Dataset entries
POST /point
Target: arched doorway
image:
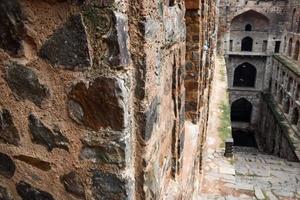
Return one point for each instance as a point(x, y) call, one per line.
point(244, 75)
point(247, 44)
point(241, 110)
point(297, 48)
point(286, 106)
point(295, 116)
point(293, 18)
point(290, 47)
point(280, 96)
point(243, 138)
point(248, 27)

• What to produce: Print all of the entries word for word. Omit the pictures they contain.

• Exercise output:
POST /point
Target: arched doorway
image:
Return one point for each instance as a point(x, y) call, one per line.
point(244, 75)
point(247, 44)
point(241, 110)
point(297, 48)
point(286, 106)
point(295, 116)
point(293, 18)
point(290, 47)
point(280, 96)
point(243, 138)
point(248, 27)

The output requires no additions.